▸ **Written problem a**:
Print the rows exactly as they appear, everything from the row containing "control refers to." down to the row containing "493;291;508;299", including both of those rows.

### Extract to read

I must ask the question to our City Council members who voted in favor of the salary raise: Are you aware that we are in the midst of an economic meltdown, the effects of which will perhaps still be unknown for several more years to come?

As I look around my neighborhood, I see my neighbors — myself included — either having lost employment, or received salary reductions, or no salary increases, and senior citizens on limited income with increasing health-care costs. This, I believe, holds true in almost every neighborhood in Burbank.

How did you justify in times like this to inflict a 13.5% rate increase to residents and bestow up to 11% salary increases to executives? It’s a benefit to only a few and a detriment to thousands. This is a clear demonstration of blemished priorities in serving the community.

With all due respect to our water department executives and their talents to improve operational efficiencies, I believe their talent would have proven more valuable if they would have been able to keep the same rates while providing the superior service. That’s the standard we should be living by during times like this.

Burbank residents who lost jobs or had salaries reduced are also talented and hard-working employees, but corporations they work and worked for did not hesitate to offer them the inferior option. And they had no choice but to accept it.

Let the free-market system decide the worth of executive positions — the system that our Founding Fathers established and we seem to be struggling to uphold. And let’s be fair and equitable when comparing ourselves to a city that is six or seven times the size of Burbank.

Utility department executives, please refuse the salary raise and roll back the rate increase, which will prove to this community that you are part of us.

Residents of Burbank, come next election, please remember this irresponsible act of City Council members who voted in favor of this salary increase.

######
### Items

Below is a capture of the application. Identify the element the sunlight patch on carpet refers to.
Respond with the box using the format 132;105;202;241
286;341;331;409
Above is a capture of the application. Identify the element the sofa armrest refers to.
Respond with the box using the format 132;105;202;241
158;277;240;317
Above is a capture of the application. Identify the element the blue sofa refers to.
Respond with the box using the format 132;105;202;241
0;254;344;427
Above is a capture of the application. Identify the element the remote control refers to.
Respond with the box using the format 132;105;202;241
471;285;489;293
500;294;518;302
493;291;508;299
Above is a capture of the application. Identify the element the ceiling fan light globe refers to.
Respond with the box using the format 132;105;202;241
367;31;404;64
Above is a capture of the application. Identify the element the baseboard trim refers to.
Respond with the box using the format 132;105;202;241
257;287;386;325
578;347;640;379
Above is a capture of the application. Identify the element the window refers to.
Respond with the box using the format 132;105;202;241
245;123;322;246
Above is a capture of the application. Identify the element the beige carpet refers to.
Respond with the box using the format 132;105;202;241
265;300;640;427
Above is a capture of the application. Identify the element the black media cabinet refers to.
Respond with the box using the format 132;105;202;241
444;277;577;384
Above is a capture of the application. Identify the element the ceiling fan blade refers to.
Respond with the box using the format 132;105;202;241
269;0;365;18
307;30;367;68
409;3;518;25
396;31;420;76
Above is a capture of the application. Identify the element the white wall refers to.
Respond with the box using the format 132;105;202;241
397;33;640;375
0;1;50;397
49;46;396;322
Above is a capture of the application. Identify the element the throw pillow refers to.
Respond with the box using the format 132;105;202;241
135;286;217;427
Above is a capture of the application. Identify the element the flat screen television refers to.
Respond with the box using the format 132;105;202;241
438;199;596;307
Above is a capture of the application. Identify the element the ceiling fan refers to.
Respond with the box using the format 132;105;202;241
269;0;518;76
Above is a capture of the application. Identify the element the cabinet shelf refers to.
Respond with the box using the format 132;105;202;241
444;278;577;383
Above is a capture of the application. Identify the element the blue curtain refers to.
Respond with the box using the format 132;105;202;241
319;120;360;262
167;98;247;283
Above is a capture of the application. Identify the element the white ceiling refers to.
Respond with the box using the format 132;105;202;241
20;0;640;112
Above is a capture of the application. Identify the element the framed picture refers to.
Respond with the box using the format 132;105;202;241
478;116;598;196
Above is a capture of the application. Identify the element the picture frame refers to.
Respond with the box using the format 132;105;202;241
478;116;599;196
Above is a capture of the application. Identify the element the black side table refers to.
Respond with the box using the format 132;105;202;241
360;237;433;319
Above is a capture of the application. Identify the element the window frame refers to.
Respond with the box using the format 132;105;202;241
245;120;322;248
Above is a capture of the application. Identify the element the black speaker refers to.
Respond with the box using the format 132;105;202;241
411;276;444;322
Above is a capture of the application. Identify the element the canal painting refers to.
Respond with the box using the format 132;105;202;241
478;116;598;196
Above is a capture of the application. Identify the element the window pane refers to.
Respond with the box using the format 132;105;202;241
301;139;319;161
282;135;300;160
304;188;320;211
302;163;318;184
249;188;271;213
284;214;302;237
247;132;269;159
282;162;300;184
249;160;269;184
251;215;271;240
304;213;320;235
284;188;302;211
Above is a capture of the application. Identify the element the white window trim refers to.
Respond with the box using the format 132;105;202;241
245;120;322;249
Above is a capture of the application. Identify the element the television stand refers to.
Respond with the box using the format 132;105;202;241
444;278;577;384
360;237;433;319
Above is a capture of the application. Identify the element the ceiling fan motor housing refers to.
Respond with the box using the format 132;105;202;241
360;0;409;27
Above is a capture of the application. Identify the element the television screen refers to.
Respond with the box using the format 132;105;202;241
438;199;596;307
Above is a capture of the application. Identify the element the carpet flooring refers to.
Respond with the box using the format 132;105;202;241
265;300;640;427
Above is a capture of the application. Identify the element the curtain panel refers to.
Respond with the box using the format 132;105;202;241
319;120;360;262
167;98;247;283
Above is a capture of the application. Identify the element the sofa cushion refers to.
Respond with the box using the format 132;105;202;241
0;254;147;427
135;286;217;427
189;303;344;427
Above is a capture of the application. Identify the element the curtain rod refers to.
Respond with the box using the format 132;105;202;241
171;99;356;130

######
### Items

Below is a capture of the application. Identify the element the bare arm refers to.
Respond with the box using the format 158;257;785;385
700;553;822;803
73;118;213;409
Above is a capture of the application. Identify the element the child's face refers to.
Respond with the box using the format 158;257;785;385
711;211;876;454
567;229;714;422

######

▸ **Written problem b**:
Output the whole text on the Burbank salary raises exactly as it appears, with no changes.

▸ **Correct answer a**:
Above is a capture of the application. Identify the element the remote control refers to.
Respond with the box using the format 132;105;202;241
471;285;489;293
500;294;518;302
493;291;508;299

▸ **Correct answer b**:
I must ask the question to our City Council members who voted in favor of the salary raise: Are you aware that we are in the midst of an economic meltdown, the effects of which will perhaps still be unknown for several more years to come?

As I look around my neighborhood, I see my neighbors — myself included — either having lost employment, or received salary reductions, or no salary increases, and senior citizens on limited income with increasing health-care costs. This, I believe, holds true in almost every neighborhood in Burbank.

How did you justify in times like this to inflict a 13.5% rate increase to residents and bestow up to 11% salary increases to executives? It’s a benefit to only a few and a detriment to thousands. This is a clear demonstration of blemished priorities in serving the community.

With all due respect to our water department executives and their talents to improve operational efficiencies, I believe their talent would have proven more valuable if they would have been able to keep the same rates while providing the superior service. That’s the standard we should be living by during times like this.

Burbank residents who lost jobs or had salaries reduced are also talented and hard-working employees, but corporations they work and worked for did not hesitate to offer them the inferior option. And they had no choice but to accept it.

Let the free-market system decide the worth of executive positions — the system that our Founding Fathers established and we seem to be struggling to uphold. And let’s be fair and equitable when comparing ourselves to a city that is six or seven times the size of Burbank.

Utility department executives, please refuse the salary raise and roll back the rate increase, which will prove to this community that you are part of us.

Residents of Burbank, come next election, please remember this irresponsible act of City Council members who voted in favor of this salary increase.